» **EXERCISE DESCRIPTION**:
Copy out the rows from the line containing "Do you know where the boy's" through the last line of the rows, both ends included. Keep the wording of each line as it is, but multiply every box coordinate by 2.15 and round to the nearest whole number, with halves rounded up.

(Recorded data)
+++++

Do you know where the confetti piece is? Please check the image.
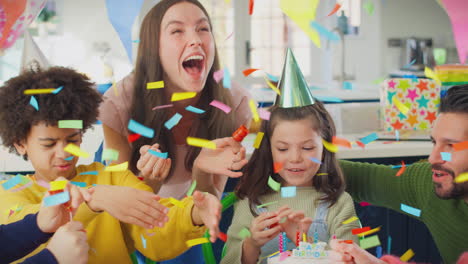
[440,152,452,161]
[223,68,231,89]
[392,96,409,115]
[359,235,380,249]
[213,69,224,83]
[49,181,67,191]
[70,181,86,188]
[24,88,55,95]
[185,237,210,247]
[78,171,99,175]
[332,136,351,148]
[58,120,83,129]
[101,149,119,161]
[254,132,265,149]
[187,180,197,196]
[171,92,197,102]
[151,104,174,111]
[310,21,340,41]
[185,105,205,114]
[327,3,341,16]
[322,139,338,153]
[258,108,271,121]
[148,149,167,159]
[268,176,281,191]
[257,201,278,208]
[2,174,22,190]
[210,100,231,114]
[454,172,468,183]
[309,157,322,164]
[453,141,468,151]
[44,191,70,206]
[358,226,381,237]
[63,143,89,158]
[400,204,421,217]
[187,137,216,149]
[400,248,414,262]
[351,226,370,235]
[238,227,252,239]
[128,119,154,138]
[164,113,182,130]
[104,161,128,172]
[242,68,260,77]
[146,81,164,90]
[29,96,39,111]
[52,86,63,94]
[273,162,283,173]
[343,216,359,225]
[281,186,296,198]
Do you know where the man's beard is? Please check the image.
[432,165,468,199]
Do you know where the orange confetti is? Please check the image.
[395,161,406,177]
[273,162,283,173]
[242,68,260,77]
[327,3,341,16]
[332,136,351,148]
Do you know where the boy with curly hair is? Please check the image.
[0,67,221,263]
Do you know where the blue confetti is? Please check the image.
[164,113,182,130]
[128,119,154,138]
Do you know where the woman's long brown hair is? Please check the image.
[236,100,345,216]
[130,0,235,178]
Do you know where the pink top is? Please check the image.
[99,73,252,199]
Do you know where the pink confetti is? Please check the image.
[213,69,224,83]
[210,100,231,114]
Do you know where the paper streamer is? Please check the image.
[164,113,182,130]
[58,120,83,129]
[128,119,154,138]
[44,191,70,206]
[210,100,231,114]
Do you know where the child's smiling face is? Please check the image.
[271,119,323,186]
[15,123,82,181]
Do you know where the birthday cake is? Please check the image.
[268,242,329,264]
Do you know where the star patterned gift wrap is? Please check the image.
[380,78,440,131]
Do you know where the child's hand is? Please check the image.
[193,137,247,178]
[250,212,282,249]
[192,191,222,243]
[329,239,386,264]
[47,221,89,264]
[88,185,169,229]
[137,144,171,193]
[37,177,92,233]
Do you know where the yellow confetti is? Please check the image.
[400,248,414,262]
[146,81,164,90]
[187,137,216,149]
[63,143,89,158]
[24,88,55,95]
[169,197,185,208]
[50,181,67,191]
[343,216,359,225]
[104,161,128,172]
[392,96,409,115]
[185,237,210,247]
[254,132,265,149]
[322,139,339,153]
[357,226,380,237]
[171,92,197,102]
[455,172,468,183]
[249,99,260,122]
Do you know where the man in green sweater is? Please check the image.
[340,85,468,263]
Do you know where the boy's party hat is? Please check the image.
[275,48,314,108]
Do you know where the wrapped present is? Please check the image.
[380,78,440,131]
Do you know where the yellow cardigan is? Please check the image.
[0,162,205,264]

+++++

» **SOLUTION FOR THIS EXERCISE**:
Do you know where the boy's party hat is? Please check the image.
[591,103,675,232]
Do you know where the wrapped present is? Please check the image.
[817,168,946,282]
Do you know where the yellow cardigan is? Please check the image.
[0,348,441,568]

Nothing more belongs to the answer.